▶ **Your goal**:
Each record is to be copied exactly, with its pictures left behind.

▶ **Given data**:
[Start of section]
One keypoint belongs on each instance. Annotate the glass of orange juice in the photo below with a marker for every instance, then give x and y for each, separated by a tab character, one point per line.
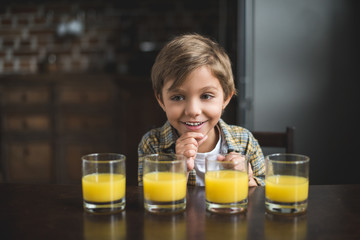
103	182
226	183
164	183
286	183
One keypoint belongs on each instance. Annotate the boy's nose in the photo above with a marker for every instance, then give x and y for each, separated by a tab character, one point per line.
193	108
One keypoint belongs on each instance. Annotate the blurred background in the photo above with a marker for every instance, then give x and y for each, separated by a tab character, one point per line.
75	78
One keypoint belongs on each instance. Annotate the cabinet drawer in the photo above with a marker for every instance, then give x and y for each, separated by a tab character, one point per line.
30	122
29	162
91	123
84	95
39	95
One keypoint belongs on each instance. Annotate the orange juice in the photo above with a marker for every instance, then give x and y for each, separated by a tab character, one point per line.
164	186
286	188
226	186
103	187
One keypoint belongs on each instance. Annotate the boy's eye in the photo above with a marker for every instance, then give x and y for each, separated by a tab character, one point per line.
177	98
206	96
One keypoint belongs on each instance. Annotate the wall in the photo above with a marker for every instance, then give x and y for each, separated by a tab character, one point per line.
96	36
305	71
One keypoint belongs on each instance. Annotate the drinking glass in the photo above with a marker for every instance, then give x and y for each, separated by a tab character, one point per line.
226	183
286	183
103	182
164	183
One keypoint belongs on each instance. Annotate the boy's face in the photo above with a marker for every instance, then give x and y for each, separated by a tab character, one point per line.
196	105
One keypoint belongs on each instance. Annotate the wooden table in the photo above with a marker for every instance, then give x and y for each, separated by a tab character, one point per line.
30	211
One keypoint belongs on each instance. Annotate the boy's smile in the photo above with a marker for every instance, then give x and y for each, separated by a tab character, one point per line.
196	105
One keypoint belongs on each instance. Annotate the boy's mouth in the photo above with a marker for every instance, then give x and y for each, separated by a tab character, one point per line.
193	124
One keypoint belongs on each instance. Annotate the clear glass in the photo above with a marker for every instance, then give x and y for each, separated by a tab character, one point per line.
164	183
286	183
226	183
103	182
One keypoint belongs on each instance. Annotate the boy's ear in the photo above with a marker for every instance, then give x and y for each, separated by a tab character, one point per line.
158	98
226	101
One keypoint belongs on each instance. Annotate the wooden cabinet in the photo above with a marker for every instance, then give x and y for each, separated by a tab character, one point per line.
48	122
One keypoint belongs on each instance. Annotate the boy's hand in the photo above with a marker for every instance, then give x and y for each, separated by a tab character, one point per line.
188	144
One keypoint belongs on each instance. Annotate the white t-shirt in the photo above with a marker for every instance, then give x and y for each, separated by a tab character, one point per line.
200	163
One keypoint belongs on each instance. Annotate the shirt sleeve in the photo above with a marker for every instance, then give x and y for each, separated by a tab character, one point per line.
257	162
146	146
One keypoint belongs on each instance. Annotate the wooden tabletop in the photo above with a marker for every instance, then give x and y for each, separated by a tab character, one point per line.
30	211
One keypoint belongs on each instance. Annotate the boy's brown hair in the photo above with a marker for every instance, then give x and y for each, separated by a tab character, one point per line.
184	54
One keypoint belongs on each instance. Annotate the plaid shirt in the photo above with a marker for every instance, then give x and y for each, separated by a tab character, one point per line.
237	139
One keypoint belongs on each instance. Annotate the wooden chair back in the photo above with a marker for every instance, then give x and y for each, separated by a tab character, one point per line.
277	139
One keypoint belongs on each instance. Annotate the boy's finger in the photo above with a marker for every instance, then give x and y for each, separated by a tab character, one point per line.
195	135
202	140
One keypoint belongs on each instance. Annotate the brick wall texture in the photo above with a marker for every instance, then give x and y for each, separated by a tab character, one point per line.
96	36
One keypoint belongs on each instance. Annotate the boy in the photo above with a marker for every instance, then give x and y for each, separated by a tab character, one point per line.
193	83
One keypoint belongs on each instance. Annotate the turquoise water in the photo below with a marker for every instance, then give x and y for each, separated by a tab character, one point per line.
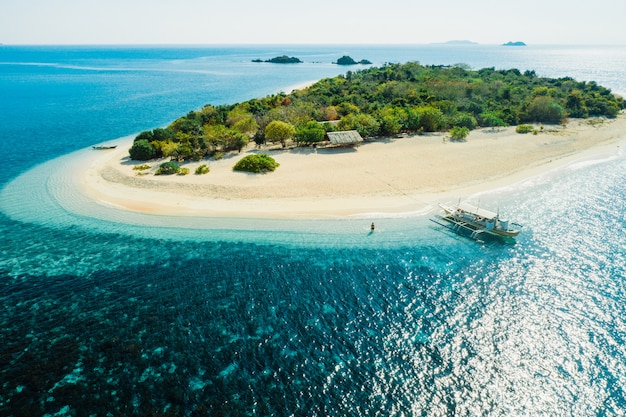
[End of section]
▶ **Result for this exercise**:
One keypoint belongs on each instance. Annotate the glass of orange juice in the photo below with a marker for every instance, then give x and y for each, separated by a tab character, one point per line.
103	182
226	183
164	183
286	183
One keypoint belongs on each instance. Annotate the boy's nose in the photo above with a marker for every instance, then give x and y for each, separated by a tab character, one point per line.
193	108
One keypoint belongs on each instance. Annotate the blurred background in the photo above with a marker for every instance, then give x and y for each, separated by a tab character, one point per line.
75	78
One keypoint belongs on each instance. Annotate the cabinet drawer in the photo above with a marker for every instance, then give x and y for each, separated by a tab character, one point per line.
30	122
29	162
91	123
84	95
39	95
One keypoint belongs on each instance. Annotate the orange juice in the photo above with a marker for every instance, then give x and y for each, separated by a tab character, one point per line.
164	186
286	188
226	186
103	187
One keypoint belongs on each instance. Annotate the boy's eye in the photo above with a marker for every instance, then give x and y for each, separated by a tab character, one point per line.
177	98
206	96
One keypoint belongs on each instance. Annotate the wall in the photo above with a marker for every instance, then give x and y for each, separated by a tab character, one point per line.
96	36
305	71
One keypoint belongs on each instance. Annotate the drinking glass in the photo above with a marker for every instance, then give x and y for each, separated by a tab character, one point per line.
226	183
286	183
103	182
164	183
One keypoint belongs on each instance. Annotate the boy's face in the photo above with a marker for every instance, then give x and y for each, separated by a tab character, one point per line.
196	105
One keypoint belongs on each instance. Annotate the wooden table in the photo above with a marker for every instance, then give x and y for each, separated by a tab character, one point per line.
30	211
One keypoint belongs on each instance. Annotate the boy's smile in the photo above with a marker for every instance, then give x and y for each, separated by a tab character, one point per line.
196	105
One keypoint belongs on each instance. Annotate the boy's mouth in the photo above with a marker for every instance, then give x and y for each, separated by a tab character, one point per line.
193	124
One keypoint belongs on each instance. Annotate the clear glass in the photo above with a marker for every instance, then give x and y for each, separated by a tab character, one point per line.
164	183
286	183
226	183
103	182
One keypoint belongs on each instance. Annotate the boy's ear in the photo above with a marker for every instance, then give x and y for each, separated by a tab character, one point per line.
158	98
226	101
One keypoint belongs on each instance. Annotate the wooden cabinet in the photo above with a marker for every instance, then give x and y for each, separated by a tab character, one point per line.
48	122
One keypoint belongs on each instance. Annotate the boy's hand in the photo above with a marker for every instance, then give x and y for each, separated by a tab character, one point per line.
188	144
One keypoint belongs on each instance. Annotate the white t-shirt in the photo above with a marker for every instance, then give x and y for each, separated by a tab character, one point per line.
200	163
One keypoint belongs on each instance. Annotate the shirt sleeve in the photo above with a marker for every instance, then give x and y for each, separated by a tab character, one point per line.
257	162
146	146
One keypoint belongs on each instance. Annotate the wooden tabletop in the photo above with a marker for every instance, then give x and y for each, separated by a tab character, one point per line.
30	211
One keypoint belongs on each instance. Annotate the boy's brown hair in the photo above with a marker for every instance, then give x and y for each, separated by a tab character, one point per line.
184	54
One keypoint belongs on each instance. Annotate the plaid shirt in the photo above with a marker for every instance, then give x and y for each, separated by a tab character, one point per line.
237	139
One keypoint belongs on each instance. Annotate the wooden chair back in the photo above with a marker for every instance, then give x and y for each, separated by a tab character, one point per line.
277	139
One keypoint belongs on each instance. Annotate the boy's finger in the photo above with a marker for every instance, then give x and y for each, separated by a tab character, one point per line.
195	135
202	140
One keypoint belongs on each instance. Annotate the brick wall texture in the photo above with a marker for every instance, then give x and y for each, separated by a tab character, one point per line.
96	36
One keypoint belongs on each instance. Annotate the boy in the photo above with a marker for every instance, then give x and y for each, separated by a tab character, one point per line.
193	83
One keypoint belongs on each instance. Annotate the turquoise water in the photo below with a marker for every instance, then give x and y for each, separated by a tab character, one point per line.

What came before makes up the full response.